** Start **

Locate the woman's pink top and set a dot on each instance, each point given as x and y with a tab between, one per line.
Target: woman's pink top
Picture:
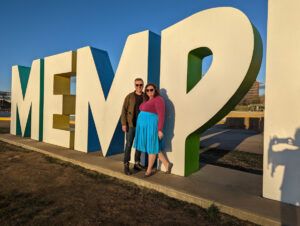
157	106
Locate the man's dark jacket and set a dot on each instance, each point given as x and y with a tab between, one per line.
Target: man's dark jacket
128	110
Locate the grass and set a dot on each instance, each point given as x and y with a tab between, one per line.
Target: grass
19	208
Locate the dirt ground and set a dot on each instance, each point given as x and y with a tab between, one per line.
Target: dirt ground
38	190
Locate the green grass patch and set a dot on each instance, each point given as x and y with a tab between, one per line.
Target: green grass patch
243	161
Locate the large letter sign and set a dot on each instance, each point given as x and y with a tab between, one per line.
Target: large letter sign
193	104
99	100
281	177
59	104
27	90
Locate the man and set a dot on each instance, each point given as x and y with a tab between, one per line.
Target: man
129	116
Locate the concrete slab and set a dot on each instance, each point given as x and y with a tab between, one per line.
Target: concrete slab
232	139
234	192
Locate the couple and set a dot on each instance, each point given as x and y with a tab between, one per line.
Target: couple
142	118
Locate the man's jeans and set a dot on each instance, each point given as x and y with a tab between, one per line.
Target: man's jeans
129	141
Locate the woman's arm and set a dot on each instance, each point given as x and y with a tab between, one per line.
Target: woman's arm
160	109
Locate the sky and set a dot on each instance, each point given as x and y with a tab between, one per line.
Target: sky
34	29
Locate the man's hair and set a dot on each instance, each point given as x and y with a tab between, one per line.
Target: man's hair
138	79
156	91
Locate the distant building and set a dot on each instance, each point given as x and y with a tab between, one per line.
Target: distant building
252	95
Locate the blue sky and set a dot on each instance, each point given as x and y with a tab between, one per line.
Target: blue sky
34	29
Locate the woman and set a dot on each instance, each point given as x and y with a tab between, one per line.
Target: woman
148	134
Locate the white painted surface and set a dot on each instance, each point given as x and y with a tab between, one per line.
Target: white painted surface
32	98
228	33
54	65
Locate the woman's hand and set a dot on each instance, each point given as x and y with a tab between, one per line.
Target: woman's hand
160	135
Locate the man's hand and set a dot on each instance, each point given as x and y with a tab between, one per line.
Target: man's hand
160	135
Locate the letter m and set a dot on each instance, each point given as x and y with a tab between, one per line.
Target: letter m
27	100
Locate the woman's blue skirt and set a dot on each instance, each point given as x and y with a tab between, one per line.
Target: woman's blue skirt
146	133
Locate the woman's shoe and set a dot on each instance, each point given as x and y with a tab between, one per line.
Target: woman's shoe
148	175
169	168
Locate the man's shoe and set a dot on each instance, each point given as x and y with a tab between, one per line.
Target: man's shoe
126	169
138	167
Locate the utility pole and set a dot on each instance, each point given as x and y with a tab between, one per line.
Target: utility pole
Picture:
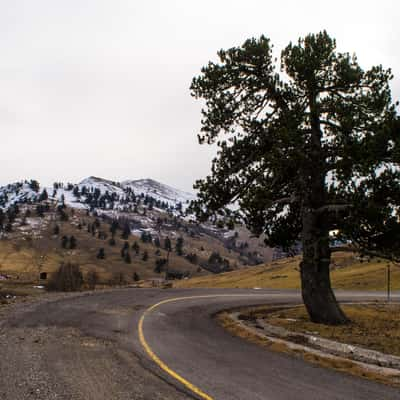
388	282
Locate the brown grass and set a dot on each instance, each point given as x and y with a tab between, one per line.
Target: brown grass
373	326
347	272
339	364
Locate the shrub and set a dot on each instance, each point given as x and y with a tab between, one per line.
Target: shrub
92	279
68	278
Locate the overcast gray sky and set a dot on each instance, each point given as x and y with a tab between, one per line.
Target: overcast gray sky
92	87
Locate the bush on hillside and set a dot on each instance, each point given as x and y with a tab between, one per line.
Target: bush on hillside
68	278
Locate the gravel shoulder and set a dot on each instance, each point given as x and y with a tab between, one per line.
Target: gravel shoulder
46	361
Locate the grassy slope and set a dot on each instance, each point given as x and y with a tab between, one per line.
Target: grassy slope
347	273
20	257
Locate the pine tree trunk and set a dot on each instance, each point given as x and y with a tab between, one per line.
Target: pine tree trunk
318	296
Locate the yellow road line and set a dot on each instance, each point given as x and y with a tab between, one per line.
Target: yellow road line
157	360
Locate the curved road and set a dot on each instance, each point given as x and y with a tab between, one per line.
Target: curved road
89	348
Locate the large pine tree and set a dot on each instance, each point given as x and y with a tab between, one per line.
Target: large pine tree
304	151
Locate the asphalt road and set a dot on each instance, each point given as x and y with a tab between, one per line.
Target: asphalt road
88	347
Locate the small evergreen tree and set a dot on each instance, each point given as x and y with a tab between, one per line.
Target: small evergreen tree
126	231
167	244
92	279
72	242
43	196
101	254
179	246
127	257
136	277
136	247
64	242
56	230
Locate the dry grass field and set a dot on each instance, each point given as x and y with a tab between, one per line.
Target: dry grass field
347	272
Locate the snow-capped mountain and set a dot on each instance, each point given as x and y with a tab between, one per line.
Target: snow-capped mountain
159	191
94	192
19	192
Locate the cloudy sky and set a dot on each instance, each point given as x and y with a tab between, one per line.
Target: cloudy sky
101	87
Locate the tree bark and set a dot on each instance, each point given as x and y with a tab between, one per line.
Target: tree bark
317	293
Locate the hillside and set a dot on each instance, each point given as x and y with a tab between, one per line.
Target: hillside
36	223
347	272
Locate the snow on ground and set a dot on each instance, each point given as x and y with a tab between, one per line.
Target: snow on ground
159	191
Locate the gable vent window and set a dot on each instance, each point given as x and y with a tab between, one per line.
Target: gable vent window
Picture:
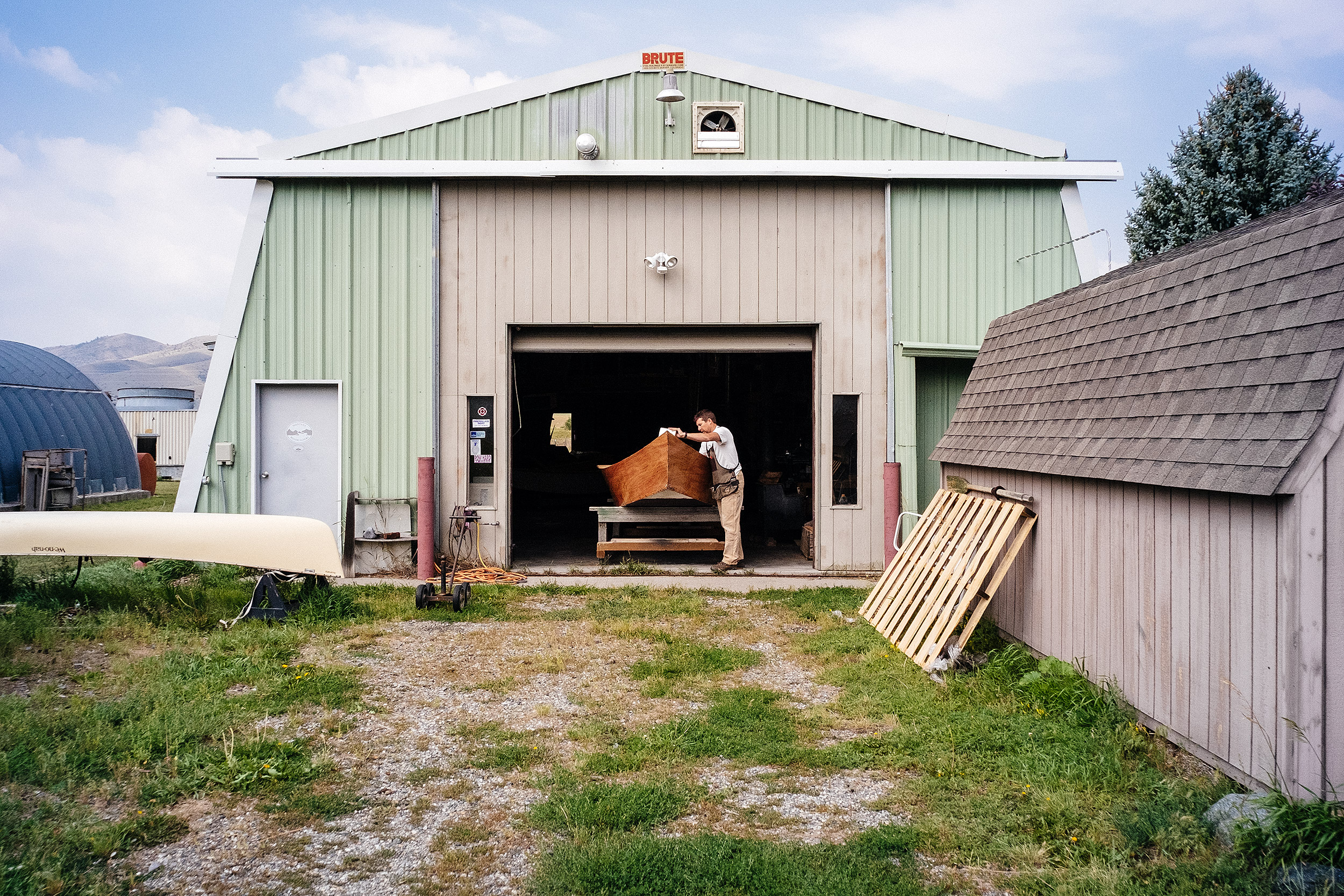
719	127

** End **

- [Objective] Copy, exactly and exclusively, the lines beginning with the one that contains "Locate the yellow" and ending with the last line of the listing; pictures are to be omitted.

- [Expected answer]
Locate the yellow road line and set a dot on each instance, each point given as x and y with a tab between, one per line.
Target: yellow road line
157	360
Locate the curved road and set a dot on each instance, each point given as x and y with a tab between, one per line.
Target: curved road
89	348
Locate the large pine tree and set a dot on each instance, each point given as x and y with a tab between, one per line.
Target: large pine tree
304	151
Locate the asphalt road and set a dot on each instance, each point given as x and y with a tab between, one per line.
Target: asphalt road
88	347
Locate the small evergreen tree and set a dot on each instance, each point given as x and y with a tab between, one per line.
Target: small evergreen tree
126	231
167	244
92	279
72	242
43	196
101	254
179	246
127	257
136	277
136	247
64	242
56	230
Locate the dry grass field and set a dot on each instance, each point given as x and y with a tab between, one per line.
Target: dry grass field
347	272
Locate the snow-capped mountain and set a dot on each instance, each point given as x and y with a tab between, one per line.
Target: snow-capped mountain
159	191
94	192
19	192
Locate the cloudy sky and set a dot on each instance, each point given as x and y with a tab between, one per line.
Target: cloudy sky
101	87
Locate the tree bark and set a dot on each instance, each point given as x and y with a tab between, one per line.
Target: tree bark
317	293
Locate the hillside and set a dot on each instance, each point given as x and y with a tab between, one per line.
Target: hillside
36	223
347	272
Locate the snow on ground and set a dot on each instance, each point given as x and y with a tab between, one per line.
Target: snow on ground
159	191
Locate the gable vent window and set a dot on each instance, each point given as x and y with a tab between, one per line.
Target: gable vent window
Picture:
719	127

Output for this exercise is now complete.